Finally, it is love itself which acts as the prime motivator by which laypeople act as leaven in the world, establishing the kingdom of God from within.  Although surely compelled by the love of Christ (cf. 2 Cor. 5:14) as well, the ordained priest responds to his duty "according to the divine office" (Col. 1:25) "to be a minister of Christ Jesus to the Gentiles according to the priestly service of the gospel of God" (Rom. 15:16).  The layperson's sharing in Christ's office as prophet bears similar responsibility; but without as formal or public a duty, the laity must often make the interior recollection to recall their prophetic duty, and vigilantly commit themselves to carrying it out for love of God and neighbor.

"Impelled by divine charity, [the laity] do good to all men, especially to those of the household of the faith (cf. Gal. 6:10), laying aside 'all malice and all deceit and pretense, and envy, and all slander' (1 Peter 2:1), and thereby they draw men to Christ. This charity of God, 'which is poured forth in our hearts by the Holy Spirit who has been given to us' (Rom. 5:5), enables the laity really to express the spirit of the beatitudes in their lives." (Apostolicam Actuositatem 4)

^^^^

=== Required work ===
Copy the passage on the laity starting at "Finally, it is" and ending at "God and neighbor.", swapping "laypeople" for "lay faithful".

=== Given material ===
^^^^

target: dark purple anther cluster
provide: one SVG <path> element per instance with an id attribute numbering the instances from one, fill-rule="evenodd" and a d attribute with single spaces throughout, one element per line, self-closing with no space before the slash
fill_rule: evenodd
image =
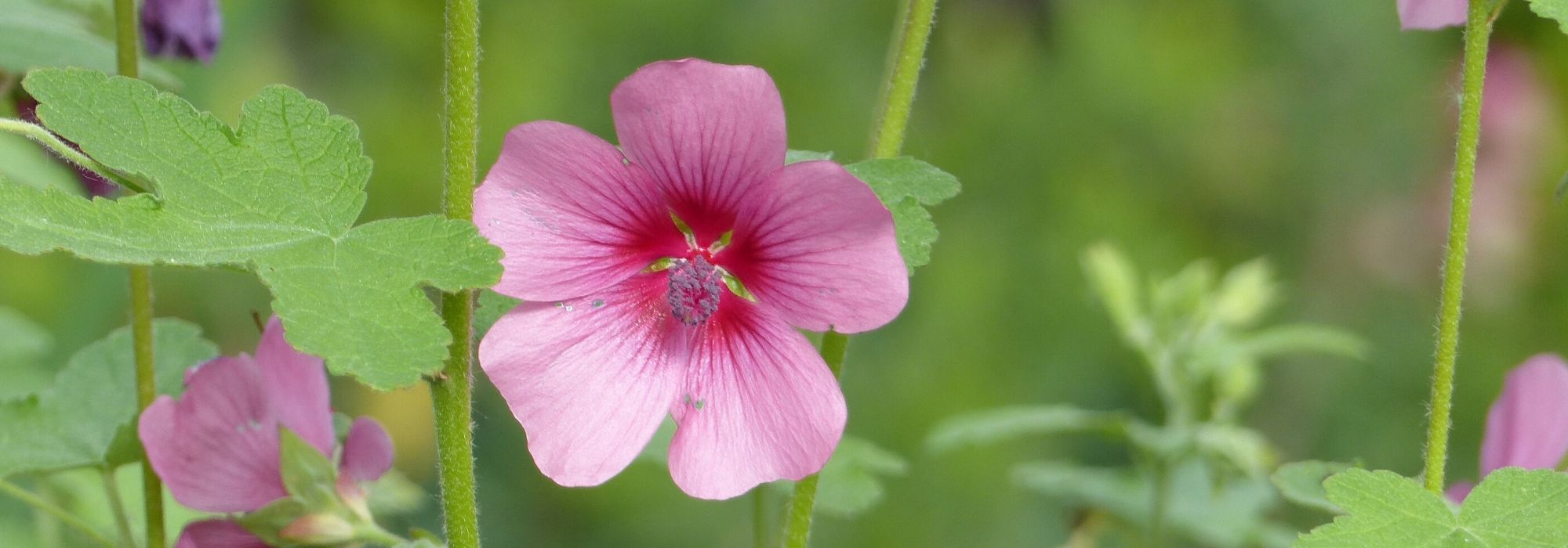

^^^^

=== Answer to this task ===
Finally, it is love itself which acts as the prime motivator by which lay faithful act as leaven in the world, establishing the kingdom of God from within.  Although surely compelled by the love of Christ (cf. 2 Cor. 5:14) as well, the ordained priest responds to his duty "according to the divine office" (Col. 1:25) "to be a minister of Christ Jesus to the Gentiles according to the priestly service of the gospel of God" (Rom. 15:16).  The layperson's sharing in Christ's office as prophet bears similar responsibility; but without as formal or public a duty, the laity must often make the interior recollection to recall their prophetic duty, and vigilantly commit themselves to carrying it out for love of God and neighbor.